Among the entries below, only the lines starting at the one with "Target: glass window pane" and ending at the one with "The response should indicate, for every instance of the display", both included, are to be printed exactly.

[[ RECORDS TO USE, beginning ]]

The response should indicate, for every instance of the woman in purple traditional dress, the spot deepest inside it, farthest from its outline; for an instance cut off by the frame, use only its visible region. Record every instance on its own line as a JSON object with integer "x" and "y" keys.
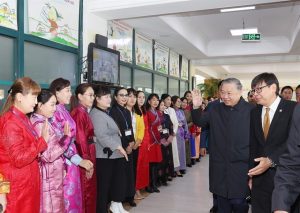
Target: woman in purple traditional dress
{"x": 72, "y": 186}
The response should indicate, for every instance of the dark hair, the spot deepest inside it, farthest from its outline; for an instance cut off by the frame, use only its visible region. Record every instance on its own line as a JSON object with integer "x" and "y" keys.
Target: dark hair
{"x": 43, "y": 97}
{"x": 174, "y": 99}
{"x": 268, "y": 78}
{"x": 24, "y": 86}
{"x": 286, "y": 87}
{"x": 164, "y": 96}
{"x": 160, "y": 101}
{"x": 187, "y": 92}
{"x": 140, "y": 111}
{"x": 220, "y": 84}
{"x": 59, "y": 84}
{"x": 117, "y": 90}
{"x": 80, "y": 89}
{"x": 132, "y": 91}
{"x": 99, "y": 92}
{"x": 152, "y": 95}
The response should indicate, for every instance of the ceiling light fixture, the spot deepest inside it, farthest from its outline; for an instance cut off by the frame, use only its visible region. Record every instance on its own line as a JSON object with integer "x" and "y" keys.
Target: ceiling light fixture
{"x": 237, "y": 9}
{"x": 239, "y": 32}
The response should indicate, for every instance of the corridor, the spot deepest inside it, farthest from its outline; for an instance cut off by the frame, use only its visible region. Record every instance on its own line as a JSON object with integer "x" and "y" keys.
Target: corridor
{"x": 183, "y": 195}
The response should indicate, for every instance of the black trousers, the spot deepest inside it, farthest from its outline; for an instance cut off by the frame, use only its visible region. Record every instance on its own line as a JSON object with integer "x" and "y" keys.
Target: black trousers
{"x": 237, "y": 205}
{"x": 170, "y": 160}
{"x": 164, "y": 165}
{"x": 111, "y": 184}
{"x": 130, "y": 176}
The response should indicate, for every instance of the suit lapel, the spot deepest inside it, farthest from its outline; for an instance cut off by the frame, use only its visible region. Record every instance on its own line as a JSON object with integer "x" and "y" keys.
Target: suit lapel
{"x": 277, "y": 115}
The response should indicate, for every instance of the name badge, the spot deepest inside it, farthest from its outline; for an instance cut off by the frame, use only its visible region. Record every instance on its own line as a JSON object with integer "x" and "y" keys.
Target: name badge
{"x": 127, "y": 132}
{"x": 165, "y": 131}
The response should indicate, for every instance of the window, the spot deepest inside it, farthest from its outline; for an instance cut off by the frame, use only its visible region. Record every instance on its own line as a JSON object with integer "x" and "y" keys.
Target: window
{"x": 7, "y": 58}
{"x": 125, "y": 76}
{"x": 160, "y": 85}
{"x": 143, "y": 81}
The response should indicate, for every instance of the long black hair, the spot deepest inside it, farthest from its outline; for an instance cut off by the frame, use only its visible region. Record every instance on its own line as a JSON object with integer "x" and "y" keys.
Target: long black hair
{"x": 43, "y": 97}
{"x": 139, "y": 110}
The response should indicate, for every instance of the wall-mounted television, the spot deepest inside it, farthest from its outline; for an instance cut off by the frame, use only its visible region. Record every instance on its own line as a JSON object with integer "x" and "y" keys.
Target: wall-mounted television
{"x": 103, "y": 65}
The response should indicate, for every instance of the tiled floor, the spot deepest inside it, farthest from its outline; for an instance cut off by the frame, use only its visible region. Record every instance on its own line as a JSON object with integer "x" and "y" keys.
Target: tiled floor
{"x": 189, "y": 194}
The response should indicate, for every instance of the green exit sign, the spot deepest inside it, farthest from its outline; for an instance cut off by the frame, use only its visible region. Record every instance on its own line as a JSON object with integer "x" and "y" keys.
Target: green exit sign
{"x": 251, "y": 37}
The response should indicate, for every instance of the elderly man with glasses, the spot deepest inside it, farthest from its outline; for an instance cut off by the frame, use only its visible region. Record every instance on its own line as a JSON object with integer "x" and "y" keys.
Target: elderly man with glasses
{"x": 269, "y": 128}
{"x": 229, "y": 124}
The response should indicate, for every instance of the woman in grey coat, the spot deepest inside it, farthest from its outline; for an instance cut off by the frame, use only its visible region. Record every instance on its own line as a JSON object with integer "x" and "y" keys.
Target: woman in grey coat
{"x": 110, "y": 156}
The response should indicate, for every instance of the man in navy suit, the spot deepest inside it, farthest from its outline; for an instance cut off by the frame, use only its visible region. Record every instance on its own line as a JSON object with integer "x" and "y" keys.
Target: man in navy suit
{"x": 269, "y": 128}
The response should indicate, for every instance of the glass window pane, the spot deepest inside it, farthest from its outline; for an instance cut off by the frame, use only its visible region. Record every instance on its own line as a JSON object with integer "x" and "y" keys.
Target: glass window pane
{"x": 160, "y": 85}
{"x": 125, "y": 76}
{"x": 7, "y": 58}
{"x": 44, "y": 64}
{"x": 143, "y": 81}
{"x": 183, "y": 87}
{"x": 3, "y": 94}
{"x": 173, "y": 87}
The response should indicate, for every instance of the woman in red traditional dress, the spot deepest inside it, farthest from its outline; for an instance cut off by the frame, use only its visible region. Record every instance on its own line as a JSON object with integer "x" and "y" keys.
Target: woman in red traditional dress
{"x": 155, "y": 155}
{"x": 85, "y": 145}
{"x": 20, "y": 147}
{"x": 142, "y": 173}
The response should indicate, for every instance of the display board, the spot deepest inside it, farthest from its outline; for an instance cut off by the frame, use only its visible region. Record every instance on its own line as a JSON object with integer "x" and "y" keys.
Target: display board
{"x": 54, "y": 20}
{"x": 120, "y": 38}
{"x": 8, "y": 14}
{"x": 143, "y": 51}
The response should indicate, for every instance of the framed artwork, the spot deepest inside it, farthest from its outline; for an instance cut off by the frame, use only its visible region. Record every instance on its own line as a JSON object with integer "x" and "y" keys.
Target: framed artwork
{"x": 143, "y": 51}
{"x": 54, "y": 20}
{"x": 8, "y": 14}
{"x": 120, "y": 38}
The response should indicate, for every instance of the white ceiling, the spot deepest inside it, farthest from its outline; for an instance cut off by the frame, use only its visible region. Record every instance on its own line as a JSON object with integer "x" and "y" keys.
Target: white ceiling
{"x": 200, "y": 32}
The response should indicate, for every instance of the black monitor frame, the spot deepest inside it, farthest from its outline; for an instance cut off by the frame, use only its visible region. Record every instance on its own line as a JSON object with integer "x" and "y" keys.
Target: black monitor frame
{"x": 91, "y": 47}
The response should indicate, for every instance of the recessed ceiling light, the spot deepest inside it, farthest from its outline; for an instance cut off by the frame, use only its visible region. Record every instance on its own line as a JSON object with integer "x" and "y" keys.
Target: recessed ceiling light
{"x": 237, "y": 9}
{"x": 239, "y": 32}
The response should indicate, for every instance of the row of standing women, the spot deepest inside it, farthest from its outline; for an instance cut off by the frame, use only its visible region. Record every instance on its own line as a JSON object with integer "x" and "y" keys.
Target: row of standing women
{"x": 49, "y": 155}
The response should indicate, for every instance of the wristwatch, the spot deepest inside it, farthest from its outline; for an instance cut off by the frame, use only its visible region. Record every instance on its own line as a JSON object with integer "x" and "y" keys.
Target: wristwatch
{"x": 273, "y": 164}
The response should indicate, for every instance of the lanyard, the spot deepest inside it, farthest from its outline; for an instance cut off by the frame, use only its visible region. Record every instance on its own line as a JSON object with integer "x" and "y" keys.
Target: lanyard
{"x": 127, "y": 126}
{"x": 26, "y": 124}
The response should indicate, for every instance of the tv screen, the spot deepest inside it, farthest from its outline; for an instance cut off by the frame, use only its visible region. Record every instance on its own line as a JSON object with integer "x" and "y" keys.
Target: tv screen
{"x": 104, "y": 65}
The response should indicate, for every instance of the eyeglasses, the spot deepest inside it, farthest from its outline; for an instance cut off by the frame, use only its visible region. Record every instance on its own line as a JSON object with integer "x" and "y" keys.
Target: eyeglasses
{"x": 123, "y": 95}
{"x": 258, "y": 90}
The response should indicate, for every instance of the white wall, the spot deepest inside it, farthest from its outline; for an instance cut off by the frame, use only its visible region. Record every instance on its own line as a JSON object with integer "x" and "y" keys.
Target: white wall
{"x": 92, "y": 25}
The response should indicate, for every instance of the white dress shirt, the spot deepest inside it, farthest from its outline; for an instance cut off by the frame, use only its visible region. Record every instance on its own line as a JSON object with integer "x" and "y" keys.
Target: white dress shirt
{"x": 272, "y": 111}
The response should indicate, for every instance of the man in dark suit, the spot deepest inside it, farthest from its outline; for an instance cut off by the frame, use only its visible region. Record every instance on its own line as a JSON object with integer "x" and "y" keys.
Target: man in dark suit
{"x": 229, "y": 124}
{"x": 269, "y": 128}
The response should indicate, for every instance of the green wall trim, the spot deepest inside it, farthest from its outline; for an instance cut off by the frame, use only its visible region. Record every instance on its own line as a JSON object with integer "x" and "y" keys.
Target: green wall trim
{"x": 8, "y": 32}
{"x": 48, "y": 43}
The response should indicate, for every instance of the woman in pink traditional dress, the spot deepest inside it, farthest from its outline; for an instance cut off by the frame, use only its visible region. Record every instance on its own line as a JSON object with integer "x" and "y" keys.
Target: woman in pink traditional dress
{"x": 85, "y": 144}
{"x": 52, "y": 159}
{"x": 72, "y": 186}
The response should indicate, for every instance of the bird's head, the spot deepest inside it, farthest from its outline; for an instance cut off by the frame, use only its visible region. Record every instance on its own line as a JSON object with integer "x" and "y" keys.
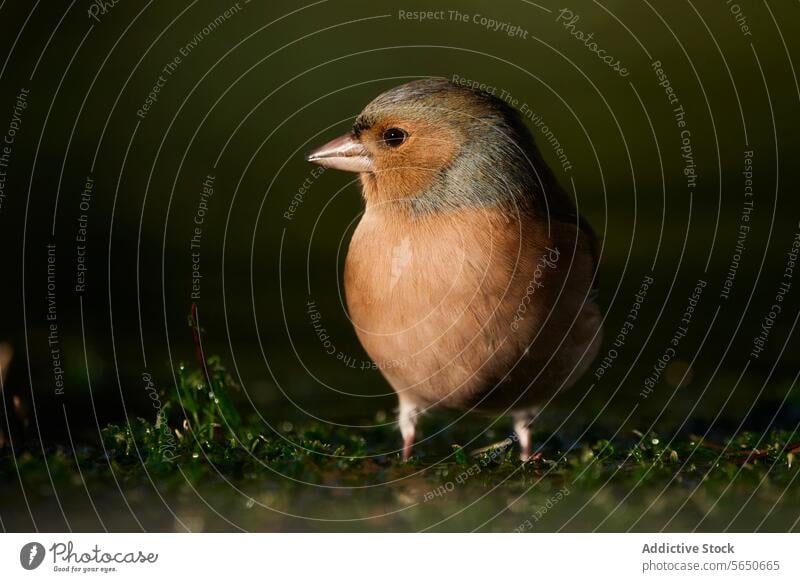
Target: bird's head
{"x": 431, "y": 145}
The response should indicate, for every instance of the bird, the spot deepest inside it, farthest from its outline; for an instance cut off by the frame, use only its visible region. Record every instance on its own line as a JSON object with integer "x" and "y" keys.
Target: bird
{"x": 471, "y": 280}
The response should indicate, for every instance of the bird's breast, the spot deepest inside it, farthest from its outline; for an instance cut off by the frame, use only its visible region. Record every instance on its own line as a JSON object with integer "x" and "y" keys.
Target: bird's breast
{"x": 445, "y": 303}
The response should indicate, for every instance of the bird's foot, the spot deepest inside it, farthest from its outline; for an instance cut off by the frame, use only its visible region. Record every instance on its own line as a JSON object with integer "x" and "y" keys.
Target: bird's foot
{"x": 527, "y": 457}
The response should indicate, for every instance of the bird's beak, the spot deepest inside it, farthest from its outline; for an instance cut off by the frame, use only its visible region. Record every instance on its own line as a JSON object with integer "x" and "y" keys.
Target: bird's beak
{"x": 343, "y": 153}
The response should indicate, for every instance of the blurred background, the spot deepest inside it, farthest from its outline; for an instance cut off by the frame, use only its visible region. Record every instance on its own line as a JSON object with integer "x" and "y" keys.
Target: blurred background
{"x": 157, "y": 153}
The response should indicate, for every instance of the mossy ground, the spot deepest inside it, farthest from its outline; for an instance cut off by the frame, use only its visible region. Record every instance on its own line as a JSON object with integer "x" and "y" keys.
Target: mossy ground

[[ RECORDS TO USE, end ]]
[[ RECORDS TO USE, beginning ]]

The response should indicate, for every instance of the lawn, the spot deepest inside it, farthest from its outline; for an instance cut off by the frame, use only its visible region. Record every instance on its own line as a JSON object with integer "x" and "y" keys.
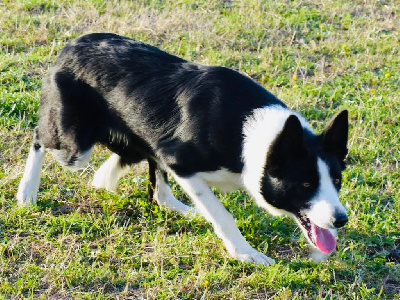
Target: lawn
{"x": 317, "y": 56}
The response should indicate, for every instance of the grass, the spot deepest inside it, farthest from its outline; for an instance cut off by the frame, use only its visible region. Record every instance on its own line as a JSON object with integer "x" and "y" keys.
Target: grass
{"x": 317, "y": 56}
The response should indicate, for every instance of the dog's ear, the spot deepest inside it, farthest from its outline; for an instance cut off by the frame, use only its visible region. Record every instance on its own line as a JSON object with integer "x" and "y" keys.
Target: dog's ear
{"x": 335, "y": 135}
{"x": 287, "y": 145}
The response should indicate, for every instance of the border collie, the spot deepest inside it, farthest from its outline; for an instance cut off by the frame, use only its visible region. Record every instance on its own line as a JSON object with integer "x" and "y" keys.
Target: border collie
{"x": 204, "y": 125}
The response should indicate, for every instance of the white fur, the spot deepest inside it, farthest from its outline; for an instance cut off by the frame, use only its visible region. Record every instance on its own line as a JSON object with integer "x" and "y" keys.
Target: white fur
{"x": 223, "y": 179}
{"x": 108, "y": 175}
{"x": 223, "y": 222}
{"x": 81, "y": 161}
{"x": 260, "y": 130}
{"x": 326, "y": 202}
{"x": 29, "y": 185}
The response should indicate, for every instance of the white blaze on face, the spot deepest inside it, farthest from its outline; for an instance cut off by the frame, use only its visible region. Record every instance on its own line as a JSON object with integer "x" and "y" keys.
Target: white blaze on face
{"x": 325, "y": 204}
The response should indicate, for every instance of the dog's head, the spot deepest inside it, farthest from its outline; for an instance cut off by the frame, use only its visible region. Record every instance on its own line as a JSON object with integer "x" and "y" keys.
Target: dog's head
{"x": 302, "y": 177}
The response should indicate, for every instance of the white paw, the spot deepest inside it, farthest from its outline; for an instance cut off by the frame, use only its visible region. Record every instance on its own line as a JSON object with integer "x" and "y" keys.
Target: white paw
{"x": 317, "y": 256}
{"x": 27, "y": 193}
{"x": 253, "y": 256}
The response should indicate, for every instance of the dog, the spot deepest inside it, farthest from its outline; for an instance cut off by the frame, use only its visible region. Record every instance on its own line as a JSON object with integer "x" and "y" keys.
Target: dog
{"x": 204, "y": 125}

[[ RECORDS TO USE, end ]]

SOLUTION FOR THIS PROBLEM:
Target: glass window pane
{"x": 160, "y": 85}
{"x": 125, "y": 76}
{"x": 7, "y": 58}
{"x": 44, "y": 64}
{"x": 143, "y": 81}
{"x": 183, "y": 87}
{"x": 3, "y": 94}
{"x": 173, "y": 87}
The response should indicate, for every instance of the woman in red traditional dress, the spot deepest inside it, farthest from its outline; for an instance cut off by the frame, use only its visible region. Record every instance on its own line as a JSON object with integer "x" and "y" keys.
Target: woman in red traditional dress
{"x": 155, "y": 155}
{"x": 85, "y": 145}
{"x": 20, "y": 147}
{"x": 142, "y": 173}
The response should indicate, for every instance of the display board, the spot deepest inside it, farthest from its outline; for an instance cut off by the frame, use only its visible region. Record every instance on its own line as a JSON object with integer "x" and "y" keys.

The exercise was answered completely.